(Dataset excerpt)
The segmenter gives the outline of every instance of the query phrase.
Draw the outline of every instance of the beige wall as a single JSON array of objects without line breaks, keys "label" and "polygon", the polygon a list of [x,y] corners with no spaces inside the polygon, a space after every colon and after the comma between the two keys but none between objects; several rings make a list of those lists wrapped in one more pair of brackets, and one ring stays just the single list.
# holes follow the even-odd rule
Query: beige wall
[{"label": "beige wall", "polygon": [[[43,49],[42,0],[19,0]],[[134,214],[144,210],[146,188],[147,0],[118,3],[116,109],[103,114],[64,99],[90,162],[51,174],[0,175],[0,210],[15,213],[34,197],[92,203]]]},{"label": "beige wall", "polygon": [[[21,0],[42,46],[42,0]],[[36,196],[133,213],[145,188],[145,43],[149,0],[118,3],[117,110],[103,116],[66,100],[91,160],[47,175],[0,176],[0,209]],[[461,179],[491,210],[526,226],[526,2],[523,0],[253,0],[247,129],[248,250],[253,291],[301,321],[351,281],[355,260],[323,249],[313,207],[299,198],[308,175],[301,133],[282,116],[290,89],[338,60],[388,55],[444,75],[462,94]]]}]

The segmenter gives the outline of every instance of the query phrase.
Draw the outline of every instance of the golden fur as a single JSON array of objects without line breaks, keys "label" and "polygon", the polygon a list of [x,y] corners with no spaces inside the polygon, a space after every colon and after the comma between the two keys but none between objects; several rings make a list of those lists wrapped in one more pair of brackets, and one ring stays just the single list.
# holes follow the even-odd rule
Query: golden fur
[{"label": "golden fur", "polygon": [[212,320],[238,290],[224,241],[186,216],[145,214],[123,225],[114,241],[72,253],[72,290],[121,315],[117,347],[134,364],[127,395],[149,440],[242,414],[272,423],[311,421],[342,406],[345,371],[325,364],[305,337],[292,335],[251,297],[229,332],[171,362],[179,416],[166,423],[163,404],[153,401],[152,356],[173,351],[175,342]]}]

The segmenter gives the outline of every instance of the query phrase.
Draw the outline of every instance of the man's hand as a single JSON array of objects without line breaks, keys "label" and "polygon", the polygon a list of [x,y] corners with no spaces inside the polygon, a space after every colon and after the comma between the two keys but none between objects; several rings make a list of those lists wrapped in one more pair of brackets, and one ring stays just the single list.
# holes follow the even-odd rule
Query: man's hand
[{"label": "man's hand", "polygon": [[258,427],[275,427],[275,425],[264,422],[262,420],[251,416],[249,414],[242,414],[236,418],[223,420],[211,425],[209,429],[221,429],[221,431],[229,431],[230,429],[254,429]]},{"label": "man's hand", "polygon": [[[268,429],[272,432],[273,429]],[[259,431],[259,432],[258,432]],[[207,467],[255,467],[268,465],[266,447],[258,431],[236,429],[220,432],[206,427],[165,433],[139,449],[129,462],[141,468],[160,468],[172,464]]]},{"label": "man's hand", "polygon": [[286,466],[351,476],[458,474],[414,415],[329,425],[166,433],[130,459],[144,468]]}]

*What this task involves*.
Rewrite the records above with "segmenter" switched to "annotator" wherever it occurs, leaving everything else unchanged.

*Written reply*.
The annotator gives the outline of every instance of the query phrase.
Draw the outline of every instance of the beige wall as a single JSON array of objects without line breaks, keys "label" and "polygon", the polygon a list of [x,y] corners with no spaces inside the polygon, a space after every colon and after the comma between the two keys but none between objects; several rings make a list of those lists wrapped in one more pair of brackets, and one ring stays just the single list.
# holes follow the even-odd rule
Query: beige wall
[{"label": "beige wall", "polygon": [[[43,49],[42,0],[19,0]],[[134,214],[144,210],[146,188],[147,0],[118,3],[116,109],[103,114],[64,99],[90,162],[51,174],[0,175],[0,210],[15,213],[34,197],[92,203]]]},{"label": "beige wall", "polygon": [[[21,0],[42,46],[42,0]],[[36,196],[133,213],[145,188],[145,43],[149,0],[118,3],[117,110],[103,116],[66,100],[91,160],[47,175],[0,176],[0,209]],[[461,179],[491,210],[526,226],[526,2],[523,0],[253,0],[247,129],[248,250],[253,291],[301,321],[351,281],[355,260],[323,249],[313,207],[299,198],[308,175],[301,133],[282,116],[290,89],[338,60],[388,55],[444,75],[462,94]]]}]

The annotator gives the outline of every instance of the query phrase.
Draw the outline of every instance of the golden fur as a single JSON array of objects without line breaks, keys "label" and "polygon", the polygon a list of [x,y] corners with no spaces inside the polygon, a space after every colon and after the comma between the two keys but none between objects; several rings make a list of those lists wrapped in one more pair of brackets, and one ring stays just the single list.
# holes follow the even-odd rule
Query: golden fur
[{"label": "golden fur", "polygon": [[212,320],[238,290],[224,241],[186,216],[145,214],[123,225],[114,241],[72,253],[72,290],[121,315],[117,347],[134,364],[127,395],[149,440],[242,414],[272,423],[311,421],[342,406],[345,371],[325,364],[305,337],[292,335],[251,297],[229,332],[171,362],[179,416],[166,423],[163,404],[153,401],[152,356],[173,351],[175,342]]}]

The annotator gives the outline of every instance of the query phrase.
Draw the outline of every instance of the man's hand as a single JSON array of objects without line breaks, keys "label" and "polygon", the polygon a list of [x,y] corners with no spaces inside the polygon, a space after every colon and after the comma between the two keys but none between objects; several rings make a list of those lists wrapped in one more pair of brackets, and one ring stays just the single list.
# holes follow the even-odd rule
Query: man's hand
[{"label": "man's hand", "polygon": [[258,427],[275,427],[275,425],[264,422],[262,420],[251,416],[249,414],[242,414],[236,418],[223,420],[211,425],[209,429],[221,429],[221,431],[229,431],[230,429],[254,429]]},{"label": "man's hand", "polygon": [[[268,429],[272,432],[273,429]],[[259,431],[259,432],[258,432]],[[207,467],[255,467],[268,465],[266,447],[258,431],[236,429],[220,432],[206,427],[165,433],[139,449],[129,462],[141,468],[160,468],[172,464]]]},{"label": "man's hand", "polygon": [[286,466],[351,476],[458,474],[414,415],[329,425],[166,433],[130,459],[144,468]]}]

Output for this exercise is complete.